• [Raw records]:
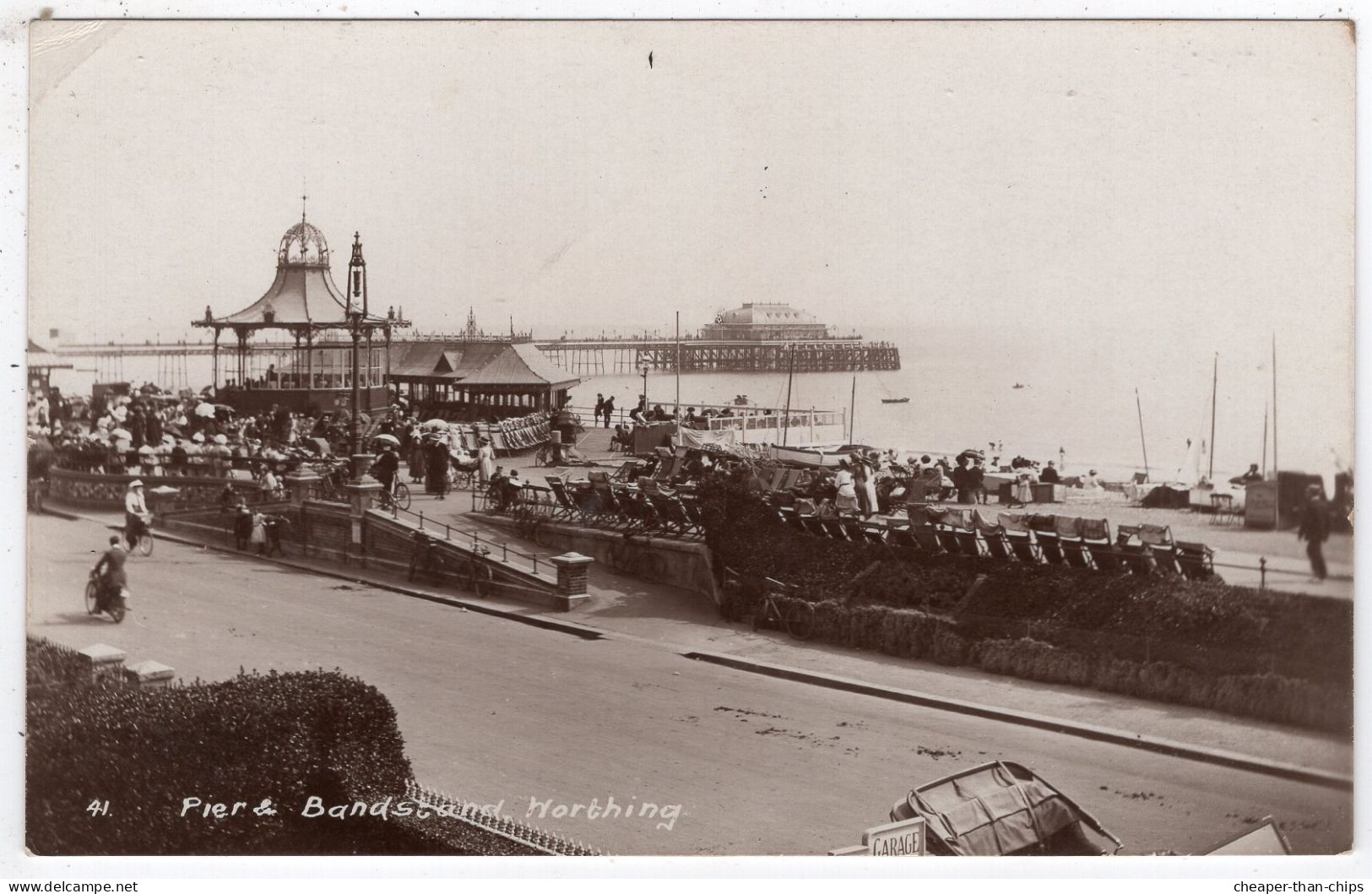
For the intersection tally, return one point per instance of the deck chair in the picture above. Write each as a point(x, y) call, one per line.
point(1196, 560)
point(924, 533)
point(1021, 538)
point(564, 507)
point(1046, 534)
point(1104, 555)
point(626, 472)
point(994, 535)
point(876, 533)
point(814, 525)
point(1134, 551)
point(667, 509)
point(959, 522)
point(607, 505)
point(902, 540)
point(836, 527)
point(1071, 542)
point(1161, 546)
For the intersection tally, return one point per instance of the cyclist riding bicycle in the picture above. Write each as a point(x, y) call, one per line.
point(136, 516)
point(110, 572)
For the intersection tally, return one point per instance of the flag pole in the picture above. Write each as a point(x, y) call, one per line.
point(1142, 439)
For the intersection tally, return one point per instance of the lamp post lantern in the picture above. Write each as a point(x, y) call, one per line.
point(357, 322)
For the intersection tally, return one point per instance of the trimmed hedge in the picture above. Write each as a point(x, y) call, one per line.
point(285, 737)
point(1268, 654)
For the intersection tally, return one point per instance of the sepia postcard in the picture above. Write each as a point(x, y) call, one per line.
point(764, 437)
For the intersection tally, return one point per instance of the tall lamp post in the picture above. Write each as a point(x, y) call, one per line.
point(355, 322)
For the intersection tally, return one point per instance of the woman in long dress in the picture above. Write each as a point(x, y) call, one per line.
point(258, 533)
point(845, 496)
point(416, 458)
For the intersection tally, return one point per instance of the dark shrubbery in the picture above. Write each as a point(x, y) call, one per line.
point(1264, 654)
point(50, 665)
point(285, 737)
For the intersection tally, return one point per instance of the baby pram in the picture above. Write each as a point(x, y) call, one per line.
point(461, 470)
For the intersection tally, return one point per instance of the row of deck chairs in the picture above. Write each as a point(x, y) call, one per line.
point(605, 503)
point(1035, 539)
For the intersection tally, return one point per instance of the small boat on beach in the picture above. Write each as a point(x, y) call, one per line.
point(814, 456)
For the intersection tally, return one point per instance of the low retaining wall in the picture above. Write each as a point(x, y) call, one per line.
point(92, 490)
point(684, 564)
point(318, 529)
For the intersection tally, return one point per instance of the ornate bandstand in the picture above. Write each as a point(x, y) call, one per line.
point(327, 339)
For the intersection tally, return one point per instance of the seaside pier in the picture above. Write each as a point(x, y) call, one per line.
point(702, 355)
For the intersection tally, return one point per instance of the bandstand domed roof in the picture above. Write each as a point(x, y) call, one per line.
point(301, 295)
point(303, 243)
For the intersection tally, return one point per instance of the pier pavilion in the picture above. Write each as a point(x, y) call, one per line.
point(313, 371)
point(479, 380)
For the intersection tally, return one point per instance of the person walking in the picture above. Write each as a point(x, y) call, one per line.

• [Given problem]: Turn the items above into a JSON list of strings, with one string per line and no blank lines, and leave the pictures out.

• [Expected answer]:
[
  "For the intersection tally, return one point per instance of the deck chair in the picture above. Write each as a point(x, y) call, one per line.",
  "point(1196, 560)",
  "point(924, 533)",
  "point(1021, 538)",
  "point(564, 507)",
  "point(1046, 534)",
  "point(1104, 555)",
  "point(626, 472)",
  "point(994, 535)",
  "point(876, 533)",
  "point(814, 525)",
  "point(1134, 551)",
  "point(667, 509)",
  "point(959, 522)",
  "point(607, 505)",
  "point(902, 540)",
  "point(836, 527)",
  "point(1071, 542)",
  "point(1161, 546)",
  "For the intersection tally, return one point per instance of the cyclist riding bicycle in the picture above. Write each as a point(x, y) call, one per line.",
  "point(136, 516)",
  "point(110, 572)",
  "For the intersection tally, return one point per instance of the flag pole in the picture above. Write each as a point(x, y) call, one per line.",
  "point(1142, 439)",
  "For the intersection tally, return one point per instance of the lamp post lantern in the picture above. Write each as a point(x, y) call, one per line.",
  "point(357, 322)",
  "For the intersection tally, return one point per instance of the trimmed hedge in the picture above. Write each as a point(x, y) call, one per line.",
  "point(285, 737)",
  "point(1268, 654)",
  "For the intersection tally, return one point per instance of the sepia postcard in the picture above. Write each as a point(x, y) call, one per line.",
  "point(764, 437)",
  "For the intersection tally, return one point per instance of the tall lamp post in the picture above. Write each as a point(x, y) call, one per line.",
  "point(355, 322)",
  "For the intersection tally, return one point per instance of the woman in long dress in the picture above. Write each as a point(x, y) call, one per line.",
  "point(258, 533)",
  "point(845, 496)",
  "point(416, 458)",
  "For the intersection tally, return one point per instance of the dark shrubbery in the picture above. Write each as a point(x, y) call, one per line.",
  "point(1264, 654)",
  "point(50, 665)",
  "point(285, 737)",
  "For the intersection tally, return one point per instance of the baby pram in the picture above. Write each as a point(x, y) call, one per line.",
  "point(461, 470)",
  "For the intersection tally, return one point per instance of the row of deck chairs in the picture above. Write each as a point(x, y) call, one per line.",
  "point(605, 503)",
  "point(1035, 539)",
  "For the intersection tally, return one point per instance of the small boat on beach in the picture above. Write each as a point(x, y) call, one per line.",
  "point(814, 456)",
  "For the intersection tally, return one point per instance of the low retaining wall in the picture above. Write each as a point(x, y) call, one per line.",
  "point(92, 490)",
  "point(684, 564)",
  "point(318, 529)",
  "For the intersection tally, return one point per instance of the ornate bandstand in the picture above. Write each as a point(x, y) call, one per line.",
  "point(327, 339)",
  "For the intersection tally, return one point per instance of the seaside pier in the picture above. Write each as a point(x, y) call, one per line.",
  "point(702, 355)",
  "For the intersection tally, return one point per instance of the bandstand domed roof in the picture above. Write each as a point(x, y) call, one per line.",
  "point(301, 295)",
  "point(303, 243)",
  "For the intersection tally, return one point per instance of the pier pavilion in the picture above. Write each as a point(x, y) call, one per line.",
  "point(313, 371)",
  "point(479, 380)",
  "For the intersection tally, return one point per instance of the person walking in the picture above. Write each as a point(x, y) call, one per line."
]